:: Study text ::

The highest core–surface thermal gradient values were observed in birds housed in thermoneutral and heat stress environments, regardless of phytase inclusion levels. However, phytase supplementation effectively reduced this gradient in birds subjected to severe heat stress (36 °C). A lower core–surface thermal gradient indicates a greater similarity between internal body temperature and surface temperature, suggesting that birds require more efficient thermoregulatory responses to facilitate heat dissipation. Under these conditions, birds must enhance thermolysis mechanisms, supplementing sensible heat loss through convection and radiation with additional physiological adaptations, such as increased peripheral blood flow or evaporative cooling.

The surface temperature of quail is directly correlated with the ambient temperature, as efficient heat dissipation requires a temperature gradient between the bird’s body surface and its environment. Heat naturally flows from warmer to colder areas, facilitating thermal regulation [8]. The surface-to-environment thermal gradient quantifies the bird’s heat dissipation capacity, reflecting the difference between body surface temperature and ambient temperature. Our findings indicate that during the initial laying phase, birds supplemented with phytase overdoses (1500 and 3000 FTU) exhibited a higher thermal gradient, suggesting enhanced thermolysis efficiency compared to other groups.

:::

Task set
- A) In the passage on quail thermal gradients and phytase, which phytase overdose levels gave birds a higher surface-to-environment thermal gradient during the initial laying phase?
- B) Pick up the passage on quail thermal gradients and phytase right after its final sentence and keep writing.

:: Data excerpt ::

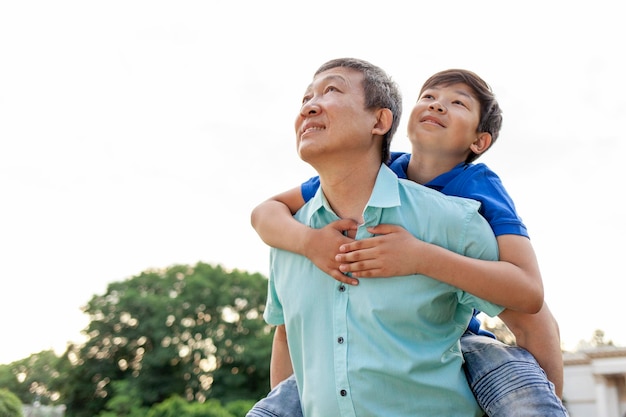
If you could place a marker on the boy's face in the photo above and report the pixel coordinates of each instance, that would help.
(444, 121)
(333, 120)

:::

Answer set
- A) 1500 and 3000 FTU.

- B)
During peak laying, birds experience increased metabolic heat production due to the high physiological demand for egg production. Our results indicate that phytase supplementation at 3000 FTU led to a linear increase in the surface-to-environment thermal gradient, suggesting enhanced heat dissipation efficiency. Additionally, birds housed in the thermoneutral environment (24 °C) exhibited a progressive increase in thermal exchange efficiency over the production cycles, as evidenced by the gradual rise in the surface-to-environment thermal gradient. This finding highlights the adaptive thermoregulatory advantage provided by a stable thermal environment, allowing birds to maintain efficient heat dissipation mechanisms throughout the laying period.

The efficiency of heat exchange through sensible mechanisms is directly proportional to the temperature differential between the bird’s surface and the surrounding environment. As observed in this study, heat flux via sensible mechanisms relies on a favorable thermal gradient, as a narrower temperature difference reduces the effectiveness of heat dissipation [32]. At an ambient temperature of approximately 21 °C, birds can dissipate up to 75% of their metabolic heat through sensible pathways. However, as the ambient temperature approaches the bird’s surface temperature, the sensible mechanisms become less effective, shifting thermoregulation reliance toward evaporative mechanisms, particularly respiratory evaporation [33,34]. This transition underscores the importance of maintaining a sufficient thermal gradient to optimize heat dissipation and prevent thermal stress in poultry production systems.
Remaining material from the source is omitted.